Arrange every line of the records below as a Markdown table with the columns Row and Line. Number the rows sequentially and omit blank lines.

Excerpts from a pointing dataset:

· · · ·

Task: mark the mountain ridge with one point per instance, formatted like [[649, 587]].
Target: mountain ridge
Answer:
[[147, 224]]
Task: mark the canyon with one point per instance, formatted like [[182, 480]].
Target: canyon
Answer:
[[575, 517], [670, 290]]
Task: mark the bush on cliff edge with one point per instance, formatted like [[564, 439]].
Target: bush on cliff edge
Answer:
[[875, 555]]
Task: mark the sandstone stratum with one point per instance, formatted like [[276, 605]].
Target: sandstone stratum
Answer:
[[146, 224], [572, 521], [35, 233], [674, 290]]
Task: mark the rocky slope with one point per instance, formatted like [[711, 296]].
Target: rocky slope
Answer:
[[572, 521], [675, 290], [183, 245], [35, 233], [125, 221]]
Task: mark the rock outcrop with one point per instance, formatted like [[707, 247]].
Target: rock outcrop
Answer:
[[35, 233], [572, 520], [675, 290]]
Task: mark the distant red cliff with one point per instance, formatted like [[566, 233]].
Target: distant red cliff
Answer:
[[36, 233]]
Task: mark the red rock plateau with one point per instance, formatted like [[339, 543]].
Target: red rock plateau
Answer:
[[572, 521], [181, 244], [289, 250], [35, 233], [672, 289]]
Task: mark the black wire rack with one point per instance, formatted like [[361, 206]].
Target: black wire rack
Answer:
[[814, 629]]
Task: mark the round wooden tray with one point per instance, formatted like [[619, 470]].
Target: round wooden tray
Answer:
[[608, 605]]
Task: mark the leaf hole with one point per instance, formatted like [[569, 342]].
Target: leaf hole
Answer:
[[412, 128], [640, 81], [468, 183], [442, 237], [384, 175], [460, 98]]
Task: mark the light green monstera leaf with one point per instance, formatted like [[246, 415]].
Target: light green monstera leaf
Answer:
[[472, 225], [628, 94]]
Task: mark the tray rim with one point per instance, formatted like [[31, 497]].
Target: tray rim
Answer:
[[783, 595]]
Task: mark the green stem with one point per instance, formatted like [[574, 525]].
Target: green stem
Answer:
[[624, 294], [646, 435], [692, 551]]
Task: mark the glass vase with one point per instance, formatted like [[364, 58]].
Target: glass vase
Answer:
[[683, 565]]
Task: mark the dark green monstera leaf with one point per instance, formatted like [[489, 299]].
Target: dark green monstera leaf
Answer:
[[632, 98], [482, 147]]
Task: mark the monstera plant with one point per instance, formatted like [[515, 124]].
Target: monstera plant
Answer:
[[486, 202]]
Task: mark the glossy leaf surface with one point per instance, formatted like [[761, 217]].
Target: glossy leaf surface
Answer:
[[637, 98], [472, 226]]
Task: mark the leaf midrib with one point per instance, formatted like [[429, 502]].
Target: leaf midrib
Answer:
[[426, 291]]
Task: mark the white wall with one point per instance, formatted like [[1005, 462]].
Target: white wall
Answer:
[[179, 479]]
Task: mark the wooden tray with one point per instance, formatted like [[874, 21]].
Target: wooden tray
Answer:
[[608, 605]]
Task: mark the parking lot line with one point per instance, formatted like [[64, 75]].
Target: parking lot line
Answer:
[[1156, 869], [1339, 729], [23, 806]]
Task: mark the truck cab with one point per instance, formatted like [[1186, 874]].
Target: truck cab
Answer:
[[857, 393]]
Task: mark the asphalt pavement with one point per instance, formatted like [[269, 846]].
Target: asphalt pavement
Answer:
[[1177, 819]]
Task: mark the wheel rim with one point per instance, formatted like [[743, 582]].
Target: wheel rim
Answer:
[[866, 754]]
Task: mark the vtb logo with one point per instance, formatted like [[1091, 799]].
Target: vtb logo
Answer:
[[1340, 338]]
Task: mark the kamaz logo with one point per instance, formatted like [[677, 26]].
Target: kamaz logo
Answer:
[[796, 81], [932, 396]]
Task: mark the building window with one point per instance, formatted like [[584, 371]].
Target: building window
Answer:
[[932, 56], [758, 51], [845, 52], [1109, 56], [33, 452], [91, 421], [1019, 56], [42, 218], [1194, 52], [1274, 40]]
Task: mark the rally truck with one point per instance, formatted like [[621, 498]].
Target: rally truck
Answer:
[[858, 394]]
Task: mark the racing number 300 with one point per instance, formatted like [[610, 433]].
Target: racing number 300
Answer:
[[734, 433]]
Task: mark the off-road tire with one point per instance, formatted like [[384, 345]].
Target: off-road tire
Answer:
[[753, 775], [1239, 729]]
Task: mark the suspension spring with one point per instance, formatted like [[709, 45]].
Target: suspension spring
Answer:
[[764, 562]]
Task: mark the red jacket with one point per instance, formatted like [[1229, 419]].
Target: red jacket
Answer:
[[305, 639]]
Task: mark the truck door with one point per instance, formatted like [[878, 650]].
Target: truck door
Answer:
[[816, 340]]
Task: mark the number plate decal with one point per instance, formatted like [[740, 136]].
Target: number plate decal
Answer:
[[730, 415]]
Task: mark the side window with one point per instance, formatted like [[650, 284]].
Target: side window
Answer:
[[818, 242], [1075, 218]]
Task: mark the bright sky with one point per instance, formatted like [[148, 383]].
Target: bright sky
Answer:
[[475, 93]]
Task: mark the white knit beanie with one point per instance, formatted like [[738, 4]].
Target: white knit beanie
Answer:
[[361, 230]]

· · · ·

_Right answer_.
| Row | Line |
|---|---|
| 1 | Task: mark the mountain ridge with one point per instance, formatted like [[649, 587]]. |
| 2 | Target: mountain ridge |
| 3 | Answer: |
| 4 | [[147, 224]] |
| 5 | Task: mark the canyon with one point per instance, formatted like [[182, 480]]. |
| 6 | Target: canyon |
| 7 | Answer: |
| 8 | [[575, 517], [670, 290]] |
| 9 | Task: mark the bush on cliff edge with one point per instance, formatted like [[564, 439]]. |
| 10 | Target: bush on cliff edge |
| 11 | Answer: |
| 12 | [[875, 555]] |
| 13 | Task: mark the sandstone stratum with one point per instance, formatted like [[276, 605]]. |
| 14 | Target: sandstone stratum |
| 15 | Answer: |
| 16 | [[146, 224], [572, 521], [35, 233], [674, 290]] |
| 17 | Task: mark the rocky slope with one point per instance, formatted like [[711, 296]]. |
| 18 | Target: rocky slope |
| 19 | Answer: |
| 20 | [[572, 521], [675, 290], [183, 245], [35, 233], [125, 221]] |
| 21 | Task: mark the rock outcrop with one point per instance, formatted like [[707, 247]]. |
| 22 | Target: rock outcrop |
| 23 | Answer: |
| 24 | [[35, 233], [572, 520], [675, 290]] |
| 25 | Task: mark the distant red cliff with one point per instance, formatted like [[566, 233]]. |
| 26 | Target: distant red cliff |
| 27 | Answer: |
| 28 | [[36, 233]] |
| 29 | Task: mark the red rock plateau with one point per instance, formatted like [[339, 543]]. |
| 30 | Target: red rock plateau |
| 31 | Answer: |
| 32 | [[572, 521], [181, 244], [289, 250], [35, 233], [672, 289]] |
| 33 | Task: mark the black wire rack with one point per instance, formatted like [[361, 206]]. |
| 34 | Target: black wire rack |
| 35 | Answer: |
| 36 | [[814, 629]] |
| 37 | Task: mark the round wooden tray with one point per instance, formatted like [[619, 470]]. |
| 38 | Target: round wooden tray |
| 39 | Answer: |
| 40 | [[608, 605]] |
| 41 | Task: mark the leaf hole with one point per instance, formatted like [[569, 342]]. |
| 42 | Target: leaf hole |
| 43 | Answer: |
| 44 | [[412, 128], [640, 81], [468, 183], [442, 237], [384, 175], [460, 98]] |
| 45 | Task: mark the light green monstera leaf with one point per instance, formatted like [[246, 415]]. |
| 46 | Target: light green monstera leaf |
| 47 | Answer: |
| 48 | [[472, 225], [628, 94]] |
| 49 | Task: mark the tray rim with one point per instance, formatted like [[31, 497]]. |
| 50 | Target: tray rim |
| 51 | Answer: |
| 52 | [[783, 595]] |
| 53 | Task: mark the green stem with one point per instance, formatted like [[574, 525]]. |
| 54 | Target: green stem |
| 55 | Answer: |
| 56 | [[624, 294], [646, 435], [692, 551]] |
| 57 | Task: mark the glass vase with one point per instance, formatted like [[364, 58]]. |
| 58 | Target: glass vase |
| 59 | Answer: |
| 60 | [[683, 565]] |
| 61 | Task: mark the dark green monstera leaf with one point per instance, formatted like [[489, 299]]. |
| 62 | Target: dark green monstera leaf |
| 63 | Answer: |
| 64 | [[632, 98], [482, 147]] |
| 65 | Task: mark the monstera plant with one point per instance, formatted like [[515, 124]]. |
| 66 | Target: monstera plant |
| 67 | Answer: |
| 68 | [[486, 202]] |
| 69 | Task: mark the glossy leaf surface with one point per instance, formatted like [[761, 217]]. |
| 70 | Target: glossy leaf surface |
| 71 | Answer: |
| 72 | [[637, 98], [472, 226]] |
| 73 | Task: mark the leaf midrib with one point per instance, formatted like [[429, 502]]. |
| 74 | Target: leaf midrib |
| 75 | Answer: |
| 76 | [[426, 291]] |
| 77 | Task: mark the white wall with one point per instance, formatted like [[1005, 462]]. |
| 78 | Target: white wall |
| 79 | Answer: |
| 80 | [[179, 479]] |
| 81 | Task: mark the wooden tray with one point per instance, formatted like [[874, 21]]. |
| 82 | Target: wooden tray |
| 83 | Answer: |
| 84 | [[608, 605]] |
| 85 | Task: mark the parking lot line with one point per instance, formatted like [[64, 75]]. |
| 86 | Target: parking lot line |
| 87 | Answer: |
| 88 | [[1156, 869], [1339, 729], [23, 806]] |
| 89 | Task: mark the truck cab with one point per instance, formatted like [[1186, 874]]. |
| 90 | Target: truck cab |
| 91 | Answer: |
| 92 | [[857, 393]] |
| 93 | Task: mark the asphalt pavement with one point per instance, formatted like [[269, 846]]. |
| 94 | Target: asphalt pavement |
| 95 | Answer: |
| 96 | [[1177, 819]] |
| 97 | Task: mark the wheel rim with one point per instance, formatted like [[743, 582]]. |
| 98 | Target: wheel rim |
| 99 | Answer: |
| 100 | [[866, 754]] |
| 101 | Task: mark the vtb logo with one point per instance, formatted like [[1091, 799]]. |
| 102 | Target: vtb logo |
| 103 | Answer: |
| 104 | [[1340, 338]] |
| 105 | Task: mark the kamaz logo with one point per instance, formatted like [[677, 26]]. |
| 106 | Target: kamaz logo |
| 107 | Answer: |
| 108 | [[796, 81], [932, 396]] |
| 109 | Task: mark the building window with one point per instance, formatted like [[584, 371]]. |
| 110 | Target: building window |
| 111 | Answer: |
| 112 | [[932, 56], [758, 51], [845, 52], [1109, 56], [33, 452], [91, 421], [1019, 56], [42, 218], [1194, 52], [1274, 40]] |
| 113 | Task: mark the rally truck with one point per instance, formatted like [[621, 498]]. |
| 114 | Target: rally truck |
| 115 | Answer: |
| 116 | [[858, 394]] |
| 117 | Task: mark the racing number 300 with one point per instance, formatted like [[610, 433]]. |
| 118 | Target: racing number 300 |
| 119 | Answer: |
| 120 | [[734, 433]] |
| 121 | Task: mark the off-road tire with one point per instance, formatted like [[384, 345]]. |
| 122 | Target: off-road tire |
| 123 | Answer: |
| 124 | [[753, 775], [1239, 729]] |
| 125 | Task: mark the suspension spring with one point per instance, formatted like [[709, 45]]. |
| 126 | Target: suspension spring |
| 127 | Answer: |
| 128 | [[764, 562]] |
| 129 | Task: mark the red jacket with one point per instance, formatted like [[1229, 419]]. |
| 130 | Target: red jacket |
| 131 | Answer: |
| 132 | [[305, 639]] |
| 133 | Task: mark the truck door with one point per instance, formatted like [[878, 650]]. |
| 134 | Target: truck door |
| 135 | Answer: |
| 136 | [[816, 340]] |
| 137 | Task: mark the number plate decal with one point per instance, formatted like [[740, 136]]. |
| 138 | Target: number plate decal |
| 139 | Answer: |
| 140 | [[730, 415]] |
| 141 | Task: mark the side window with one point per instance, formatted like [[650, 284]]. |
| 142 | Target: side window |
| 143 | Answer: |
| 144 | [[818, 242], [1075, 218]] |
| 145 | Task: mark the bright sky with one point per instance, formatted like [[148, 383]]. |
| 146 | Target: bright sky |
| 147 | Answer: |
| 148 | [[475, 93]] |
| 149 | Task: mark the white knit beanie with one point per instance, formatted like [[738, 4]]. |
| 150 | Target: white knit beanie |
| 151 | Answer: |
| 152 | [[361, 230]] |